# [Document segment]
..............................

Role and Project Scope:
We are seeking a skilled and passionate ML Platform Engineer to join our team and build the next generation of our machine learning infrastructure. You will be responsible for designing, implementing, and maintaining the core MLOps platform that empowers our Data Science and ML Engineering teams to rapidly develop, deploy, and monitor high-performance models at scale.
Crucially, you will contribute to the evolution of our unified AI Platform, covering both traditional ML and our growing LLM (Large Language Model) platform.
What You’ll Do:
- Platform Development: Design, build, and maintain the end-to-end MLOps platform using Kubernetes and Cloud Services.
- Infrastructure as Code (IaC): Use Terraform or similar tools to manage, provision, and scale all ML-related infrastructure securely and efficiently.
- Pipeline Automation: Implement and optimize CI/CD/CT (Continuous Integration, Delivery, Training) pipelines to automate model training, testing, packaging, and deployment using tools like Argo and Kubeflow Pipelines.
- Serving Infrastructure: Build highly available, low-latency, and high-throughput model serving infrastructure.
- Observability: Implement robust monitoring, alerting, and logging solutions to track infrastructure health, model performance, and data/model drift.
- Tooling & Support: Evaluate, integrate, and support ML tools such as Feature Stores and distributed model training pipelines.
- Security & Compliance: Ensure platform security, implement RBAC (Role-Based Access Control), and manage secrets for sensitive data and production environments.

..............................

# [Exercise goal]
Extend the ML Platform Engineer job posting, picking up right after its final line. The records have nothing to do with this.

(Referring expression records)
..............................

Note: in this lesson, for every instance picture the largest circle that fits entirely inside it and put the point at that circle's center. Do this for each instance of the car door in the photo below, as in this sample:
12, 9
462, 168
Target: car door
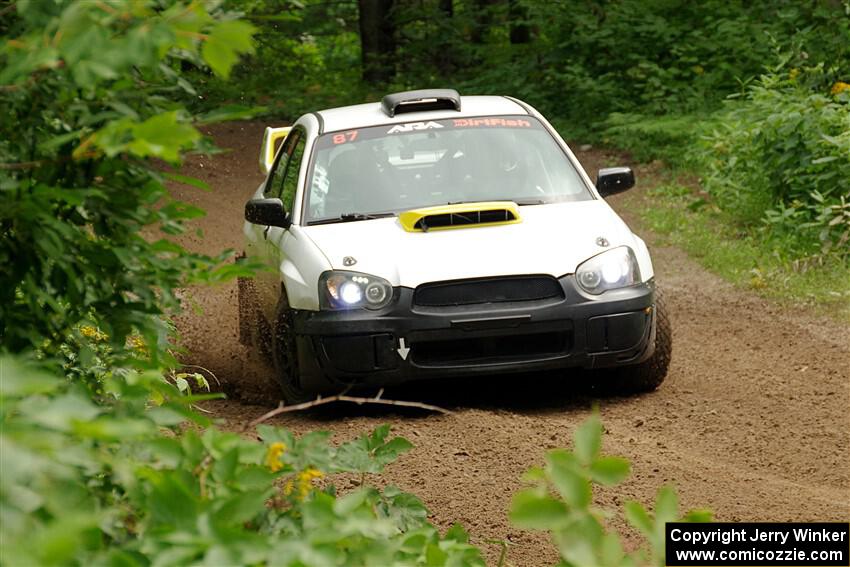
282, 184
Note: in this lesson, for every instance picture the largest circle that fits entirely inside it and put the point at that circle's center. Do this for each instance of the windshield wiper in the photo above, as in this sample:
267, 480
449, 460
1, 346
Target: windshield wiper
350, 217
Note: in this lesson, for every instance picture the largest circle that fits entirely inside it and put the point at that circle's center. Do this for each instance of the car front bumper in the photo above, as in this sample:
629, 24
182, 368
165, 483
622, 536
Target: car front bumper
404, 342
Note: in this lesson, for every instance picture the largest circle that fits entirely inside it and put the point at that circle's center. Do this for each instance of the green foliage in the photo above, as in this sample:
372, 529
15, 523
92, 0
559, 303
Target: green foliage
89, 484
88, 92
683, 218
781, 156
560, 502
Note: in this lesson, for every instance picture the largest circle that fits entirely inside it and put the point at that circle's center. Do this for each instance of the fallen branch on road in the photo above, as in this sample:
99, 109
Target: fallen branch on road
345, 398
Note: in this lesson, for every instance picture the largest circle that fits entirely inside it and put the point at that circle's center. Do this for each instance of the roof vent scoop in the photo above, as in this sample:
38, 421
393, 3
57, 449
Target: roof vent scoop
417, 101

..............................

# [The answer]
- Collaboration: Work closely with Data Scientists and ML Engineers to understand their needs and provide technical guidance on best practices for scaling their models.Spearhead the creation of AI solutions to enable growth and drive internal efficiency across the business.
What You Need to Have:
- 10+ years in backend software development, with at least 2+ years focus on AI/ML Platform or MLOps infrastructure.
- Deep expertise in MLOps practices, including automated deployment pipelines, model optimization, and production lifecycle management.
- Proven experience designing and implementing low-latency model serving solutions.
- Proficiency in Python.
- Skill in writing high-quality, maintainable code.
- Experience in design and development of large-scale distributed, high concurrency, low-latency inference, high availability systems.
- Excellent communication and mentoring abilities.
- A relevant degree in Computer Science, Mathematics or related fields.